_Извлечённый текст:_

____

Михайло Хмельницкий сел на речке Тясмине, на её возвышенном лесистом береге, казаком, а не шляхтичем, как следовало бы ожидать от шляхетного слуги пана Даниловича, потомка князя Данила Галицкого. В то время существовала неудобоопределимая черта, затёртая хаотическим смешением событий и юрдических актов, которые весьма часто извращают смысл исторической действительности, — черта между территорией шляхетской и территорией казацкой. Тот же самый Михайло Хмельницкий в окрестностях Львова устроил бы шляхетскую слободу, а между Корсунем и Чигирином ему необходимо было основаться хозяйством на казацкий лад и самому неизбежно сделаться казаком. Но его вассальские отношения к потомку князя Данила не изменились нимало. Он, со своими казаками слобожанами, составлял аванпост колонизации, двигавшейся всё далее и далее в пустыни во имя «милостивого пана», пограничного барона, польскорусского маркграфа Даниловича, то как вотчинного, то как поместного владельца. Он делал обычные разъезды; он стоял по ночам на чатах; он гонялся за татарами, как охотник за зверем; он давал подмогу своими охочекомонниками старостинским чатовникам, с которыми имел такое быстрое и постоянное сообщение, какое доступно не для всякой почтовой гоньбы. При этом он был ещё и писарем, что значит актуарием старостинской конторы в Чигирине. И в такой-то полуцивилизованной, полукочевой жизни протекло детство Богдна Хмельницкого, о котором упоминают летописи этого периода только по случаю смерти отца его на Цоцоре, где он подвизался, в качестве панского вассала, вместе с единственным, ещё несовершеннолетним сыном. Богдан Хмельницкий видал в детстве и панские дворы в стране, довольно высокоцивилизованной, и казацкие чаты в виду татарских передвижных улусов. Как человек домашний и в панском обществе необходимый, отец имел случай дать ему такое образование, какое получали дети баронского дома. Мы по Журковскому знаем, что слуги-шляхтичи не уступали своим господам в образованности, а часто делались их наставниками, руководителями и даже биографами. Пан был у себя дома тот же король; и шляхтич-слуга был у пана тот же камер-паж, камер-юнкер, камер-герр и т. д. Раздробленное на куски зеркало польского монархизма в каждом куске и кусочке изображало одно и то же.

____

_Показанные данные:_

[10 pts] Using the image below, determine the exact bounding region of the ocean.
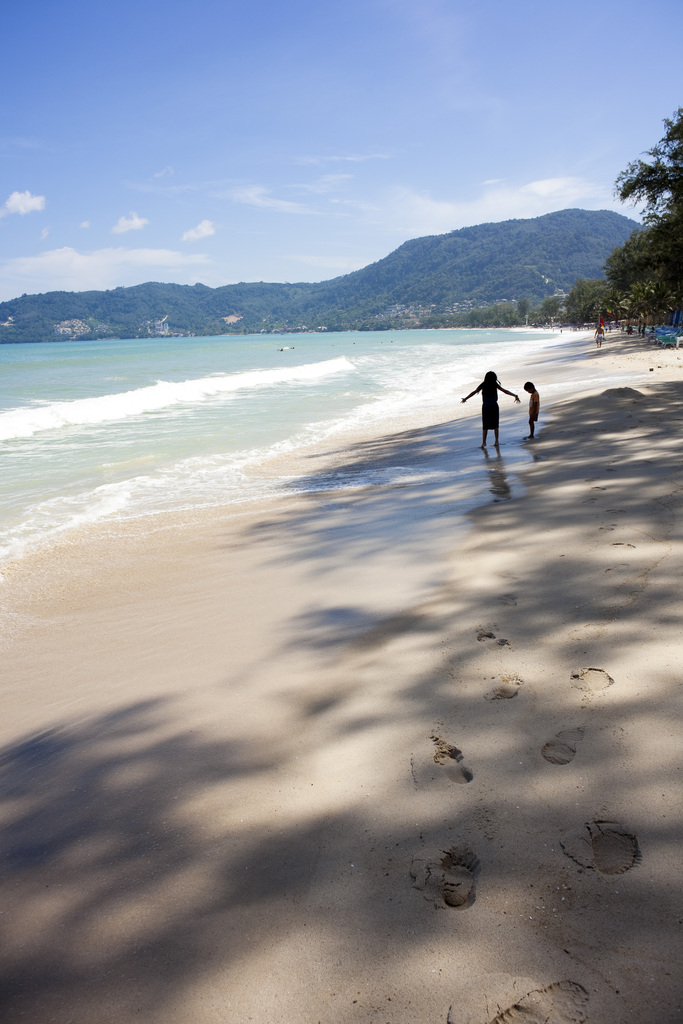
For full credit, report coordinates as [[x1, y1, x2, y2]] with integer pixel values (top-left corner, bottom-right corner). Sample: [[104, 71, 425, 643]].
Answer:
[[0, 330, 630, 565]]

____

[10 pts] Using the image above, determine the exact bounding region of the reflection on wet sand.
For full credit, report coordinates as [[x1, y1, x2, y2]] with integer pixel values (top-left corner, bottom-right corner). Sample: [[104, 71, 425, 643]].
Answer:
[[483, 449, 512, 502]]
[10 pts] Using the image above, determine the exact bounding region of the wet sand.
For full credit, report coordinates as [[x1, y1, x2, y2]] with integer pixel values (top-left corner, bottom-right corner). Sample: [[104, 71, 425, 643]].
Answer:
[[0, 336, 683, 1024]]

____

_Задание:_ Напишите продолжение текста о Михайле Хмельницком и детстве его сына Богдана, начав сразу после его последнего предложения. Эти строки для работы не понадобятся.

_Результат выполнения:_
Для нас изучение панской среды на русском пограничье важнее фактов, записанных малорусскими летописями. Для нас тем интереснее знать, какие в ней господствовали мнения, родники исторических событий, что эти мнения имели влияние не на одного Богдана Хмельницкого, военного деятеля местной истории: они воспитали и Петра Могилу, знаменитого в летописях местного просвещения. Детство Петра Могилы совпало с детством Богдана Хмельницкого. Пётр Могила принадлежал там к кругу патронов, где Богдан Хмельницкий вращался в кругу клиентов. Общественные понятия обоих складывались под влиянием одинаковых, если не одних и тех же авторитетов. Криницы, из которых истекли неведомые, забытые или упущенные из виду притоки нашей исторической жизни, скрываются в Подгорской почве. Наблюдая ход событий в их историческом развитии, необходимо знать влиявшие на него начала.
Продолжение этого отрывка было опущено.